REQUIRED TASKS:
#1 Answer these questions using the transcript excerpt about the Geismar clean ammonia plant:
(a) Which firm does the analyst asking the question represent?
(b) By roughly what percentage did the Class III estimate show costs escalating?
(c) In what period had the company been heading toward a final investment decision?
#2 Resume the transcript excerpt about the Geismar clean ammonia plant after its final sentence.

SELECTED EXCERPT:
--- Start ---

Your next question comes from the line of Jacob Bout from CIBC. Your line is now open.
The suspension of the clean ammonia plant in Geismar, is this just a cost issue for Maybe just talk a bit, you know, how strategically important the clean nitrogen is to nutrient and what needs to change for further investment in that area.
Yeah, Jacob, you know, the reality is that we do believe there will be an opportunity in the ammonium business, the clean ammonium business, in the future. And, of course, that's where we talk about marine fuel. That's where we talk about energy, hydrogen economy. but it is also true that the timing of the evolution of that demand is unknown. It's a bit in question. So we're watching that very closely, and that could be something that has us return to that conversation at some point in the future. In the meantime, I think we have been quite clear that we were heading toward a final investment decision in the latter part of this year and working towards a Class III engineering cost estimate for the project. And as we did that, we did see some cost escalation through that Class III estimate, about 15% to 20%, which when we rounded up all those numbers, we came to the conclusion that at this point in time, from a capital allocation point of view and preserving flexibility into the future, that now wasn't the time. And so while we'll continue to monitor those markets for clean ammonia and certainly that opportunity, we came to the conclusion just the way costs were going that we'll have better opportunities for that capital in the near term.

--- End ---

GIVEN DATA:
--- Start ---

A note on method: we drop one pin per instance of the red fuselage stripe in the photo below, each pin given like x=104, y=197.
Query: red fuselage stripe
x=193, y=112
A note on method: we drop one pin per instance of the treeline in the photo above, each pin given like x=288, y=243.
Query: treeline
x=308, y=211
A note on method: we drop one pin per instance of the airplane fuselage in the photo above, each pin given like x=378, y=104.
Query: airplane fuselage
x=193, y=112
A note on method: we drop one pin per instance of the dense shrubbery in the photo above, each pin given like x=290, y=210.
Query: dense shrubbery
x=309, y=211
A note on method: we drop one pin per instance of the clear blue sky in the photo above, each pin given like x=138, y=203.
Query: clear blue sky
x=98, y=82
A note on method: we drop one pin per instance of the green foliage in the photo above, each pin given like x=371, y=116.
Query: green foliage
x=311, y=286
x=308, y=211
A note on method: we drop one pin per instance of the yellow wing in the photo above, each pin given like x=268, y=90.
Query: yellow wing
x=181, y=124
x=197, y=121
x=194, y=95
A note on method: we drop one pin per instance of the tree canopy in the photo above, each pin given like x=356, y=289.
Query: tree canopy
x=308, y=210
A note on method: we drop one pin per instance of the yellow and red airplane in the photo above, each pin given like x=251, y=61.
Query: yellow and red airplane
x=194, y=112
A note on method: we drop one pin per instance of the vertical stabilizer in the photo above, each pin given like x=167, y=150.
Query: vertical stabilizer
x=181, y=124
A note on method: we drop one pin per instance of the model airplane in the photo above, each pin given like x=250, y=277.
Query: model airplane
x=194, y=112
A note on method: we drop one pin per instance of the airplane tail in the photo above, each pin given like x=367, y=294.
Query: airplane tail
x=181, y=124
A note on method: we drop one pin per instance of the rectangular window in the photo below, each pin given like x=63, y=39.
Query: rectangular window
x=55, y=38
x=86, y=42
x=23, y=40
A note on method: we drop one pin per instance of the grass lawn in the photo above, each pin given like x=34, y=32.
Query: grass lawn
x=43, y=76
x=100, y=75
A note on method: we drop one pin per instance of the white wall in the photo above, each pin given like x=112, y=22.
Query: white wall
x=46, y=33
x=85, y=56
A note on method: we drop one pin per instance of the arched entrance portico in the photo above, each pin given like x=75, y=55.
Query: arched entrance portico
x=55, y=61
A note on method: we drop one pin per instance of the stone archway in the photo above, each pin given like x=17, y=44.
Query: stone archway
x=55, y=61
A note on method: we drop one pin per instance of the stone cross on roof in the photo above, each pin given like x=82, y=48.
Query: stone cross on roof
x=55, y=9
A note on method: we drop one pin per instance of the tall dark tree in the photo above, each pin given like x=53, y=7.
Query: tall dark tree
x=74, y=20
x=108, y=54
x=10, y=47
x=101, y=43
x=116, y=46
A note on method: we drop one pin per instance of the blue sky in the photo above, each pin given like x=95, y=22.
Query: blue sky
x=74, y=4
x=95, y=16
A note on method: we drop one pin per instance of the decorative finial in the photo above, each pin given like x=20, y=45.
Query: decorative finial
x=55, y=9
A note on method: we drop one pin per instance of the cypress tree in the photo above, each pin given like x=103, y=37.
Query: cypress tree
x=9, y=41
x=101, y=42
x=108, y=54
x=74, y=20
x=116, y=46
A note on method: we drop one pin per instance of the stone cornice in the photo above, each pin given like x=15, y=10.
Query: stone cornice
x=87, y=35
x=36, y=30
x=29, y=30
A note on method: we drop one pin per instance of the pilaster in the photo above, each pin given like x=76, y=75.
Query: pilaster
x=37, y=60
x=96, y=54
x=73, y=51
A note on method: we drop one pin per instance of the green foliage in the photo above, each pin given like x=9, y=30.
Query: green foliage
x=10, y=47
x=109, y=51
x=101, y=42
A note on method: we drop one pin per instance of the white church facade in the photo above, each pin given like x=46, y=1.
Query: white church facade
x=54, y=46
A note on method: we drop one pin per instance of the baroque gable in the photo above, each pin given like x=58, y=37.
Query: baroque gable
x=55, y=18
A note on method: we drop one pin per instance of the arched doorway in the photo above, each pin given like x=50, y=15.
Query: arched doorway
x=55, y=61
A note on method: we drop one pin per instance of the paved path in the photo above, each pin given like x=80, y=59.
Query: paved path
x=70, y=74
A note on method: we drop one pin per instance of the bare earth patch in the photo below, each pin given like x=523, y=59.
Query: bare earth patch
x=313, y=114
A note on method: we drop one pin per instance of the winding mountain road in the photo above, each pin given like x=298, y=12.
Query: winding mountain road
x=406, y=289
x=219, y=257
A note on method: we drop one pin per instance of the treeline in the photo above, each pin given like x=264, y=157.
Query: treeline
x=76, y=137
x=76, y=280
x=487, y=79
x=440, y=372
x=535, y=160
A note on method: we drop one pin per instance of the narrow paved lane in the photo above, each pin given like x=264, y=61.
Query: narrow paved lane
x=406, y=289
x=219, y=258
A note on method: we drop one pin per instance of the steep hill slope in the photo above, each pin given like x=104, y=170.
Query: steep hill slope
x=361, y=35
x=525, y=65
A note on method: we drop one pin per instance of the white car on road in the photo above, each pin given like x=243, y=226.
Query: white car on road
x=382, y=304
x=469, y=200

--- End ---

SOLVED PROBLEMS:
#1
(a) CIBC.
(b) About 15% to 20%.
(c) The latter part of this year.

#2
Your next question comes from the line of Steve Byron from Bank of America. Your line is now open.
Yes, thank you. So your outlook for potash supply this year is nearly a 10% cut from 2021. You had a greater than that cut in global supply in 2022. And yet pricing right now is pretty underwhelming given two years of that level of supply cut. What I'm wondering from you is, you know, you've just cut your expected demand for potash capacity expansions and you're halting your project. Do you have a view... that, you know, the old adage of, oh, you can skip potash one time and that's it, and that it's not as discretionary after that. Has that changed? Do you think that the world really doesn't need 70 million tons of potash on the ground, or are we really facing potentially some yield impacts from this? It's a bit of a head scratcher.
Right. Steve, thanks for the question. And, you know, absolutely what you're describing, when we talk about extraordinary events, I think that's what you're describing here in terms of the volatility that we've seen in inventory levels and buying behaviors and that also therefore culminates in price. Our view has not changed that potash is an essential crop nutrient and that we have a lot of people to feed on this planet and that's why we talk about a return to historical trend lines growth in potash demand. So, but maybe I'll hand it over to Jason just talk about, you know, yield impacts and the agronomy side of it.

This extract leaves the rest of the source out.